* [Task requirements]:
**1)** Decide whether each statement below agrees with the guest post on statistics, answering yes or no and quoting the words from the post that settle it. (a) Keith Reed spent a decade working for big newspapers and magazines. (b) The post holds that statistics with nothing to compare them to always lack relevance. (c) Keith Reed first wrote the article for this same website.
**2)** Show every line of the rows that contains the string "glass", treating uppercase and lowercase as different.

===== Extract =====

Why Statistics are Irrelevant When Discussing Black Relationships.
Posted by Keith Reed at 13 July, at 11 : 06 AM Print
Today we have a guest post from Keith Reed, this is an article he wrote for another website. With the subject matter in this article being highly discussed in society today, his take is a good one that a lot of people are starting to share. This issue and discussion are growing old, despite that fact you continue to see it pop up almost everywhere.
Before mainstream media does its next “Why black women can’t get married” treatment, everybody breathe. Essentially when pieces like this run, you get the typical, knee-jerk reactions: “Why are the media exacerbating the statistics?”
“I’m so tired of stories about black women unable to find a man.”
Those are fair criticisms. I spent a decade working for big newspapers, magazines and the like and will be the first to admit that stories involving black folks’ intra-racial conflicts are usually crafted with the nuance of a sledgehammer by reporters and editors with a collective black cultural IQ of a class of D students.
But clueless white journalists don’t make for the most valid critique of the recent work on black romantic relationships. The true fallibility of the sistas-can’t-get-hitched narrative is that it invariably revolves around statistics presented without context, and those kinds of statistics — the ones without something to compare them to — always lack relevance.

===== Material for the task =====

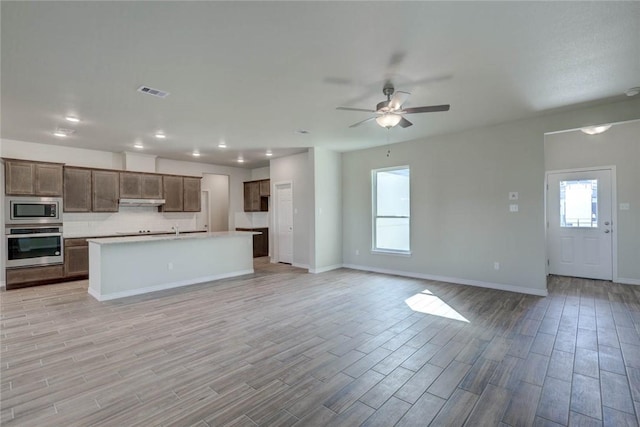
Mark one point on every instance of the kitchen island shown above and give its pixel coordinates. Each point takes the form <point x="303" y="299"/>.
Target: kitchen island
<point x="133" y="265"/>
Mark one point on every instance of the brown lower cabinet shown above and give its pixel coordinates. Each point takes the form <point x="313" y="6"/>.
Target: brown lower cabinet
<point x="260" y="241"/>
<point x="75" y="267"/>
<point x="76" y="258"/>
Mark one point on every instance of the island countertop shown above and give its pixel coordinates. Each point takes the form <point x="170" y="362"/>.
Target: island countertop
<point x="160" y="237"/>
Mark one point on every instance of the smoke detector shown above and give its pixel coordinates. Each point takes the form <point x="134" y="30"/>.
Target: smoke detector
<point x="153" y="92"/>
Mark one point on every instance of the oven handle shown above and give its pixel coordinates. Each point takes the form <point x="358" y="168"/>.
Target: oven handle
<point x="19" y="236"/>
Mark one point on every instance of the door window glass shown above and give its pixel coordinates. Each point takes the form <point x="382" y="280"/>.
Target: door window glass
<point x="579" y="203"/>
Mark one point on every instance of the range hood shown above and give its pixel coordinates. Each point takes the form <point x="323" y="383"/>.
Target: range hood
<point x="141" y="202"/>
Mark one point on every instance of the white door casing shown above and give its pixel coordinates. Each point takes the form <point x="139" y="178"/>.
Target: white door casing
<point x="202" y="217"/>
<point x="283" y="242"/>
<point x="580" y="227"/>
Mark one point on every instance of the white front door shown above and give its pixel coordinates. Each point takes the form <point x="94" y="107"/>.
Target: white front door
<point x="580" y="223"/>
<point x="202" y="217"/>
<point x="284" y="223"/>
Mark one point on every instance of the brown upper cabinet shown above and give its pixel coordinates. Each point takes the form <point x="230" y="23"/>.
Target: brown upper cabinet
<point x="26" y="178"/>
<point x="173" y="193"/>
<point x="191" y="191"/>
<point x="106" y="190"/>
<point x="140" y="185"/>
<point x="256" y="195"/>
<point x="77" y="189"/>
<point x="181" y="194"/>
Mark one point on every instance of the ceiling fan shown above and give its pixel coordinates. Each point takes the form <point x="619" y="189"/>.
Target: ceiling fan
<point x="389" y="113"/>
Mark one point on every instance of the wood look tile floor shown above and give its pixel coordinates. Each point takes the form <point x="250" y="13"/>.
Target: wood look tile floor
<point x="345" y="348"/>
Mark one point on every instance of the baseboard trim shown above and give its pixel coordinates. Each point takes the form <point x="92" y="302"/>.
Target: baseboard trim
<point x="325" y="269"/>
<point x="625" y="281"/>
<point x="454" y="280"/>
<point x="305" y="266"/>
<point x="165" y="286"/>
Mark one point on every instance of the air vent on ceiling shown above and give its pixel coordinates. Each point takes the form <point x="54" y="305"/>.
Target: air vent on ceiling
<point x="154" y="92"/>
<point x="65" y="131"/>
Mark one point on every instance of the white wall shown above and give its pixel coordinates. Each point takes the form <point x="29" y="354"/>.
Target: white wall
<point x="461" y="223"/>
<point x="619" y="146"/>
<point x="325" y="252"/>
<point x="297" y="170"/>
<point x="60" y="154"/>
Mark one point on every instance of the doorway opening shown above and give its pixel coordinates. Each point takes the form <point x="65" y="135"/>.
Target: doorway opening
<point x="283" y="223"/>
<point x="581" y="223"/>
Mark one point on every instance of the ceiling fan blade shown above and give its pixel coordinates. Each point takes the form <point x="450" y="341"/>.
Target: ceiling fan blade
<point x="361" y="122"/>
<point x="405" y="123"/>
<point x="355" y="109"/>
<point x="430" y="109"/>
<point x="398" y="99"/>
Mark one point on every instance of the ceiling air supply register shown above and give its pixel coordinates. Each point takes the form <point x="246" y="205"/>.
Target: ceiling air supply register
<point x="141" y="202"/>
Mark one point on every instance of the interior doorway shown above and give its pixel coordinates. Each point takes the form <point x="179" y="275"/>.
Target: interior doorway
<point x="202" y="217"/>
<point x="580" y="222"/>
<point x="283" y="220"/>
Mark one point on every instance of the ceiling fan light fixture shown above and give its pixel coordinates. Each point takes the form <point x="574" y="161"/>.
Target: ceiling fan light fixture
<point x="595" y="130"/>
<point x="388" y="120"/>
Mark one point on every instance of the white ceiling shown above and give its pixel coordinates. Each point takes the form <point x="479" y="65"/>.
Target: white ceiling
<point x="253" y="73"/>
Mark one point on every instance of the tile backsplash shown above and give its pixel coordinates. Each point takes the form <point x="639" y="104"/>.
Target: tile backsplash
<point x="127" y="219"/>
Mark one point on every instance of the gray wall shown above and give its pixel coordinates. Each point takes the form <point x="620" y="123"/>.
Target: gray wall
<point x="297" y="170"/>
<point x="619" y="146"/>
<point x="461" y="222"/>
<point x="326" y="213"/>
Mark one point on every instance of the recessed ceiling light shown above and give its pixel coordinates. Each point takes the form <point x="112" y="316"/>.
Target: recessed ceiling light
<point x="62" y="132"/>
<point x="633" y="91"/>
<point x="595" y="130"/>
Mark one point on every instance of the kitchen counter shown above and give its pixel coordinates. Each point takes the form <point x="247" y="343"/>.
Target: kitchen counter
<point x="95" y="235"/>
<point x="131" y="265"/>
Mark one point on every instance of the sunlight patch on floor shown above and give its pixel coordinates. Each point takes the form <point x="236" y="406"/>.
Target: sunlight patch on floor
<point x="426" y="302"/>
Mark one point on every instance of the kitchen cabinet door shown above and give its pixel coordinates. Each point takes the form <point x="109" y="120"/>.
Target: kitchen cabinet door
<point x="150" y="186"/>
<point x="106" y="190"/>
<point x="252" y="196"/>
<point x="173" y="193"/>
<point x="191" y="194"/>
<point x="19" y="178"/>
<point x="48" y="180"/>
<point x="76" y="258"/>
<point x="77" y="190"/>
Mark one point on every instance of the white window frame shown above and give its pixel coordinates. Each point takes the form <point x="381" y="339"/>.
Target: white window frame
<point x="374" y="214"/>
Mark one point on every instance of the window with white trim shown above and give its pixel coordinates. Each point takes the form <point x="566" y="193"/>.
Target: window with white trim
<point x="391" y="210"/>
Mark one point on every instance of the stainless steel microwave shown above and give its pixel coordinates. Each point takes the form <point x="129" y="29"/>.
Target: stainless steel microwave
<point x="33" y="210"/>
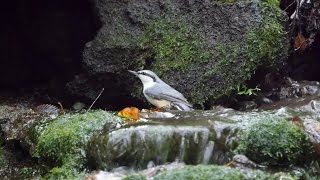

=====

* [Expected results]:
**1)**
(a) Yes: "I spent a decade working for big newspapers, magazines and the like"
(b) Yes: "those kinds of statistics — the ones without something to compare them to — always lack relevance"
(c) No: "this is an article he wrote for another website"

**2)**
Mark one point on every instance of the door window glass shown above and give its pixel coordinates. Each point takes the form <point x="382" y="280"/>.
Target: door window glass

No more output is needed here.